_Actions to take_:
1) In the Mount Maude climb report, on what date did the climb of Maude's North Face take place?
2) Continue the Mount Maude climb report, starting right after its last sentence.

Passage for review: Begin

Last Updated: July 10, 2005

Mount Maude - North Face, June 2005

Wow, it's been a long time since I posted something new here, and by the soreness in my thighs it's obviously been a long time since I've climbed a mountain. This Spring has been good for little more than reliably soggy weekends and the over-consumption of beer. Add to that, weddings, surgery (not mine), low motivation, and just like that the few weekend days of acceptable climbing weather we've had this spring, simply passed me by. Occasional cragging trips (Leavenworth and Mt. Eerie) helped satisfy the itch somewhat, but, with the backcountry touring season at a premature end this year, at least as far as I was concerned, I reluctantly traded in my skis for crampons. It would be about a month before those crampons actually touched snow... On June 19, along with an all-star cast consisting of Andy Ball, Andy Johnson and Eric Hoffman, a much-anticipated climb of Maude's North Face finally came to fruition.

Leaving our trailhead bivy around 6:00am, we made good time hiking the flat Phelps Creek Trail. We crossed Leroy Creek in about 3 miles and turned uphill for the steep grind to Leroy Creek Basin, reaching the campsites in about 2 hours. We followed the trail (Carne Mountain High Route) as it traverses right beneath cliff bands in the upper basin. We left the trail after a small stream crossing and booted up a steep heather slope to reach the bench above. We donned our crampons just above this bench and continued up on firm snow to reach the Seven Fingered Jack - Mount Maude Col.

Passage for review: End
Extracted entries: Begin

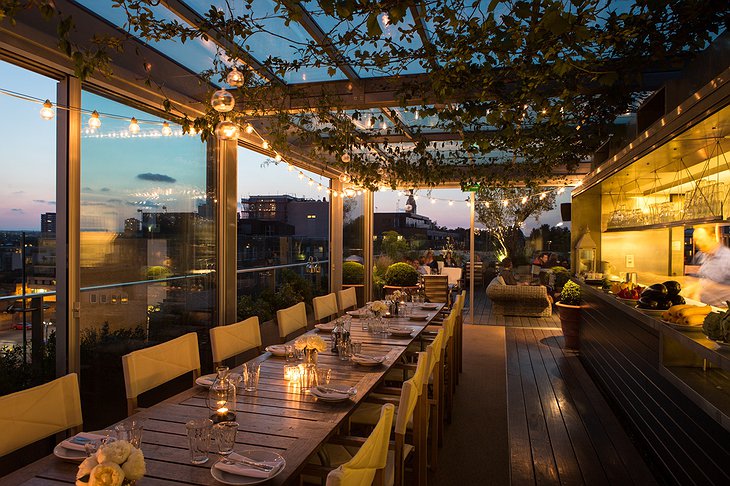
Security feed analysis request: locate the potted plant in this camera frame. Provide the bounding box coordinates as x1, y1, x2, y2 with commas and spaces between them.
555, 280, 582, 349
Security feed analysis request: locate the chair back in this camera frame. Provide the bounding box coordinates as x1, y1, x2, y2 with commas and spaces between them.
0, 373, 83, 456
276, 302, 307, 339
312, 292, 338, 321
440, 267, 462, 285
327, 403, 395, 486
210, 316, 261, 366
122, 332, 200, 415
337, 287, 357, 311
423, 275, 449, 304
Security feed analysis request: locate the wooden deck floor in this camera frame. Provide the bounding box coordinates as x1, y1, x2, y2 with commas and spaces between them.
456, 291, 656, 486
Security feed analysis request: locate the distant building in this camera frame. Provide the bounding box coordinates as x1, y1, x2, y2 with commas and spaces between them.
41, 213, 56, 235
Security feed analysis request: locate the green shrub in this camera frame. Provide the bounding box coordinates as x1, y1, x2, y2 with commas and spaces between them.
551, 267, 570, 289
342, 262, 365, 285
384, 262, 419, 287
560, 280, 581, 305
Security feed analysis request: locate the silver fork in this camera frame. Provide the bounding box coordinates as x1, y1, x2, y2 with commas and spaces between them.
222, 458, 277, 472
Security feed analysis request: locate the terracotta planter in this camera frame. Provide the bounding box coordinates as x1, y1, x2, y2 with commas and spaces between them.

Extracted entries: End

_Answer section_:
1) June 19

2)
After a short break, we roped up (2 parties of 2) and began the short (100'), but steep descent onto the snowy bench the marks the beginning of tedious traverse towards Maude's North Face. In the early season conditions we encountered, the traverse can best be characterized as a royal pain in the ass. Endless wallowing in loose, wet snow, and much face-in down climbing eventually saw us atop a final steep (60-degree?) snow descent beneath a rock overhang. In total, we had lost about 400 feet from our high point at the col.

Now finally on the North Face, Andy B. and I lazily followed Eric and Andy J's post-hole tracks up to a small rock outcrop where we all took a much-needed rest. After the break, Eric and Andy J. continued up the remaining 800 feet on the right side of the face (beneath cliff bands) so as to minimize exposure to a large cornice perched directly above the obvious (central) line of ascent. With a brief leftward traverse beneath this cornice, Eric and Andy J. quickly booted up the final headwall pitch (50 - 55 degrees) to gain the South Ridge. Shortly thereafter, Andy B. and I found ourselves up-close and personal with the cornice, booting across that exposed traverse as fast as legs and lungs would allow.

The cornice was incredibly overhung and its collapse seemed imminent. Then, as if the mountain was reading my mind, a smaller cornice at far right collapsed and slid down over our tracks from earlier. This REALLY helped motivate the final sprint to the top of the headwall. Reaching the South Ridge, Andy B. and I breathed a collective sigh of relief. After removing harnesses, crampons etc, we made the final easy walk to the summit. In the company of thousands of sun baking ladybugs, we lounged and basked in the sun for the better part of an hour.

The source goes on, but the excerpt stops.